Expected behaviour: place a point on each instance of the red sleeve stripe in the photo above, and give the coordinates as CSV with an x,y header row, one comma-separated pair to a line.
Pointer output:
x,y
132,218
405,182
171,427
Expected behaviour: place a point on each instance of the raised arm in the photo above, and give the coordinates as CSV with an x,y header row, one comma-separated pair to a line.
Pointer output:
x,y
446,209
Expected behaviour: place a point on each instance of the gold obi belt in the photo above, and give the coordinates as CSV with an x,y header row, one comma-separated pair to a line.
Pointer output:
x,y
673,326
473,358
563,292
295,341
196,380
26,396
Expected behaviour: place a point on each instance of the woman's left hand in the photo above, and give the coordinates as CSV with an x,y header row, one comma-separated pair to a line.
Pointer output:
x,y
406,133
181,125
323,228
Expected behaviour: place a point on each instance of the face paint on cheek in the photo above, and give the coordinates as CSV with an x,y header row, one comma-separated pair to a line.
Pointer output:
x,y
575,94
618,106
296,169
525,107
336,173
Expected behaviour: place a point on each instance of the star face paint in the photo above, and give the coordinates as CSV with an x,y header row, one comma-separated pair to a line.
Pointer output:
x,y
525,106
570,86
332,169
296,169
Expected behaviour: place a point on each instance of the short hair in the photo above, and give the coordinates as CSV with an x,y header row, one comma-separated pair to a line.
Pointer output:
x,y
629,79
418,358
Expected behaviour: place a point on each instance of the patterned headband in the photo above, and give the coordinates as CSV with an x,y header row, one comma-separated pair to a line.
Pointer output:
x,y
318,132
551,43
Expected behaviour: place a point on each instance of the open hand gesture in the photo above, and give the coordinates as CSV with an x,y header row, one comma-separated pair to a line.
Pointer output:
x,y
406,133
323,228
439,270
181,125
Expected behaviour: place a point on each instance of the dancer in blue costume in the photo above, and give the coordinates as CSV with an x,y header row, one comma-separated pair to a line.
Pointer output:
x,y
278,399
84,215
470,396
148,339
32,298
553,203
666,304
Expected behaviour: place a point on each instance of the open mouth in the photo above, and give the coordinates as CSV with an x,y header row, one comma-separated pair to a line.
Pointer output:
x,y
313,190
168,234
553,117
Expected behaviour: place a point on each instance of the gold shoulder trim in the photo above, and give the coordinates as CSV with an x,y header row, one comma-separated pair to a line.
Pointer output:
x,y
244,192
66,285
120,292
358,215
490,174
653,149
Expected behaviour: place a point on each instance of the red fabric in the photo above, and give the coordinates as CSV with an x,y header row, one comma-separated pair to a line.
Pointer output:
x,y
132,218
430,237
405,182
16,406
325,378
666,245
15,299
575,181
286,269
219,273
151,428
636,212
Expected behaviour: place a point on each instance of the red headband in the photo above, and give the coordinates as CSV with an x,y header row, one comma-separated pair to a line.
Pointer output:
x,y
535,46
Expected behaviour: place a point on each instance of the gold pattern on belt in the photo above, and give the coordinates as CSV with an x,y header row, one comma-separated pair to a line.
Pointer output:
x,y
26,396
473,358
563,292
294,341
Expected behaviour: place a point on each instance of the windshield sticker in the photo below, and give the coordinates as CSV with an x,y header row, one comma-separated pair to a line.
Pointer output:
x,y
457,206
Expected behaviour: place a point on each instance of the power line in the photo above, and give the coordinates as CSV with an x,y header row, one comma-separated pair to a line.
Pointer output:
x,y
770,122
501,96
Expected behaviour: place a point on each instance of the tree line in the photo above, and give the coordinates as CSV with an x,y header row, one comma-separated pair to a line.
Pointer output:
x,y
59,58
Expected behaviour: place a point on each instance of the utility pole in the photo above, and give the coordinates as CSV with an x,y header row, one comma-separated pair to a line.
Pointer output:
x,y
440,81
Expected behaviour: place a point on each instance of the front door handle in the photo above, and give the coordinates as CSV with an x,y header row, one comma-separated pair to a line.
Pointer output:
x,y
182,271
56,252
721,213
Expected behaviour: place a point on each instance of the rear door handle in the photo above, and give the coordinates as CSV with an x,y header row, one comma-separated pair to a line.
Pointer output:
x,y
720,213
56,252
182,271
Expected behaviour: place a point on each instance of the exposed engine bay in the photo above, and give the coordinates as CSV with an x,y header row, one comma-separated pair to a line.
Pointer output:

* Problem description *
Output exactly the lines above, from the one holding "the red fabric" through the end of the data, including the first and last.

* Exercise response *
Expected behaviour: place a point on each instance of the red fabric in the photo above, and give the coordinates as CSV with an x,y header row, one comma-separated pair to a line.
Pointer output:
x,y
132,218
430,237
405,182
16,406
325,378
666,245
15,299
575,181
286,269
219,273
151,428
636,212
Expected behaviour: place a point on each instance of the red headband in the photo above, and give the coordinates as CSV with an x,y header row, one comma-separated pair to a line.
Pointer output:
x,y
535,46
Expected behaviour: place a point on each instance of the gold pattern on belt in the photo above, and give the coordinates as CSV with an x,y header row, one comma-separated pair to a line.
Pointer output:
x,y
26,396
473,358
563,292
294,341
Expected behaviour: place a point on each instance of the windshield sticker in the photo below, and give the coordinates as CSV with an x,y header row, one comma-separated pair to a line.
Pointer output:
x,y
457,206
Expected behaviour: place a point on each instance of the power line in the photo above, and give the coordinates as CSV with an x,y header row, one comma-separated pair to a line.
Pointer output:
x,y
770,122
501,96
Expected behaviour: place a point on each instance of the tree line in the photo above, and give the coordinates as CSV with an x,y header row, one comma-separated pair to a line.
Pointer output:
x,y
59,58
Expected behaviour: place a point on each instance of the utility pole in the photo above, and give the coordinates as CSV with an x,y header row, one comma-separated pair to a line.
Pointer output:
x,y
440,81
Expected behaviour: place a point on each instance of the front door handle in the photo above, and give the coordinates as CSV with an x,y header row, one comma-separated pair to a line.
Pointer output:
x,y
182,271
56,252
721,213
Expected behaviour: place a point on each instance of the rear door handle in the photo above, and give the coordinates as CSV with an x,y header row, one comma-separated pair to a line.
Pointer output:
x,y
720,213
56,252
182,271
Expected behaviour: place a point on each instance of the exposed engine bay in the photo above, and give the coordinates as CSV with an x,y header row, one comma-separated pair to a line.
Pointer output:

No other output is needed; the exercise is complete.